**DIRECTIONS**
1. In the method description, translate this sentence into French: "Two or more spaces in a row are considered as one word."
2. Answer these from the method description:
(a) What is the extracted text from the current page divided by?
(b) Which method is suggested for text that is rotated in various angles on the current page?
(c) What does the Options parameter specify?
3. Duplicate everything in the method description from "The result for" down to "on that page.".

#### ARTICLE ####

GetPageTextWithCoords(String,TextExtractionOutputInfo) Method
Returns various information about extracted text, regardless if visible or hidden, on the current page of the loaded PDF document such as the bounding box coordinates, the font information, the text mode and the text size, glyph widths and glyph character representations. The extracted text from the current page is divided by words. This method allows to include and exclude each information to better suit the use case. Each word together with its text and font properties completed with widths of single characters is recorded in one separated line. The space character (between the words in text) is also considered as a word. Two or more spaces in a row are considered as one word. The resulting string for one word is formatted this way if all flags are set:
the horizontal (X) coordinate of the top left point of the rendering area + [FieldSeparator] +
the vertical (Y) coordinate of the top left point of the rendering area + [FieldSeparator] +
the horizontal (X) coordinate of the top right point of the rendering area + [FieldSeparator] +
the vertical (Y) coordinate of the top right point of the rendering area + [FieldSeparator] +
the horizontal (X) coordinate of the bottom right point of the rendering area + [FieldSeparator] +
the vertical (Y) coordinate of the bottom right point of the rendering area + [FieldSeparator] +
the horizontal (X) coordinate of the bottom left point of the rendering area + [FieldSeparator] +
the vertical (Y) coordinate of the bottom left point of the rendering area + [FieldSeparator] +
extracted word + [FieldSeparator] +
font name + [FieldSeparator] +
font box height + [FieldSeparator] +
text mode + [FieldSeparator] +
text size + [FieldSeparator] +
array of widths for each single glyph of the extracted word delimited by the [FieldSeparator] +
array of character representations for each single glyph of the extracted word delimited by the [FieldSeparator] + EOL
The rendering area means the rectangle area on the page where the extracted word is really situated (rendered). You can use the provided coordinates to easily calculate the dimensions of this area, the coordinates of the single characters and the text rotation angle. You can also benefit from using the GuessPageTextRotation method if the presented text is rotated in various angles on the current page.
The result for the current page should contain exactly the same number of lines as is the count of all words including the space-words in the text on that page.
Parameters
- FieldSeparator
- The string that is used to delimit the above enumerated fields in the resulting text.
- Options
- A bitwise combination of values of the TextExtractionOutputInfo enumeration. Specifies which information should be provided in the output.

#### DATA SHOWN ####

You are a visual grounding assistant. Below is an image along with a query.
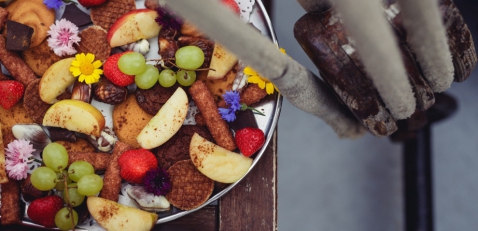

####

**RESULTS FOR THE EXERCISE**
1. Deux espaces consécutifs ou plus sont considérés comme un seul mot.

2.
(a) Words.
(b) The GuessPageTextRotation method.
(c) Which information should be provided in the output.

3.
The result for the current page should contain exactly the same number of lines as is the count of all words including the space-words in the text on that page.